### [Travail demandé]
[1] Répondez aux questions suivantes à partir du récit du bivouac.
(a) De quel lieu le départ se fait-il au début du récit ?
(b) À quel moment le col St Jean est-il atteint ?
(c) Dans quelle partie du cerveau les peurs évoquées sont-elles dites ancrées ?
[2] Indiquez si chacune des affirmations suivantes concorde avec le récit du bivouac, en répondant oui ou non et en citant les mots décisifs du texte.
(a) Le départ a lieu en début de matinée.
(b) Le col St Jean est atteint de nuit.
(c) Des cris d'animaux nocturnes sortent de la forêt environnante.
[3] Renvoyez à l'identique le passage du récit du bivouac qui commence par « Qq minutes plus » et se poursuit jusqu'à « notre cerveau reptilien! ».

### [Texte à lire]
BIVOUAC AU COL ST JEAN
Je repars d'Orpierre en toute fin d'aprèsmidi, je roule à la fraîche, le soleil descendant de plus en plus. J'atteins le col St Jean de nuit, en espérant trouver un coin plat pour poser ma tente.
Qq minutes plus tard, il faut nuit noire... il n'y a quasiment plus aucun bruit. J'entends vaguement un chien aboyé dans la vallée... puis ce sont les animaux nocturnes qui donnent le ton: des cris, piaillements, hululements sortent de la forêt qui m'entoure...
Je me surprend à me sentir peu rassuré, alors que je suis juste tout seul, en montagne, près d'un col où la circulation à l'air néante la nuit, aux abords d'une forêt.... qu'est ce qu'il pourrait bien m'arriver? Je suis donc pris par ces peurs débiles, qui doivent provenir de nos lointains ancêtres, et bien ancrées dans notre cerveau reptilien!

### [Extrait de données]
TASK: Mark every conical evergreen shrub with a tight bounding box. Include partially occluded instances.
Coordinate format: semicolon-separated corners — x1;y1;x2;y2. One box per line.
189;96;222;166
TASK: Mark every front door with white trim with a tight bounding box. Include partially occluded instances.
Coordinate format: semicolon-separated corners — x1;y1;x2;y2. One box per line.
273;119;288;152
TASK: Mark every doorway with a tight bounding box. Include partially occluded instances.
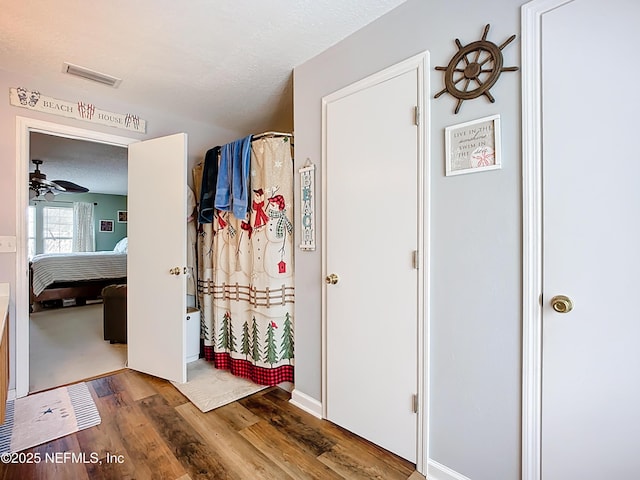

### [Réponses par tâche]
[1]
(a) D'Orpierre.
(b) De nuit.
(c) Dans le cerveau reptilien.

[2]
(a) Non : « en toute fin d'aprèsmidi ».
(b) Oui : « J'atteins le col St Jean de nuit ».
(c) Oui : « des cris, piaillements, hululements sortent de la forêt qui m'entoure ».

[3]
Qq minutes plus tard, il faut nuit noire... il n'y a quasiment plus aucun bruit. J'entends vaguement un chien aboyé dans la vallée... puis ce sont les animaux nocturnes qui donnent le ton: des cris, piaillements, hululements sortent de la forêt qui m'entoure...
Je me surprend à me sentir peu rassuré, alors que je suis juste tout seul, en montagne, près d'un col où la circulation à l'air néante la nuit, aux abords d'une forêt.... qu'est ce qu'il pourrait bien m'arriver? Je suis donc pris par ces peurs débiles, qui doivent provenir de nos lointains ancêtres, et bien ancrées dans notre cerveau reptilien!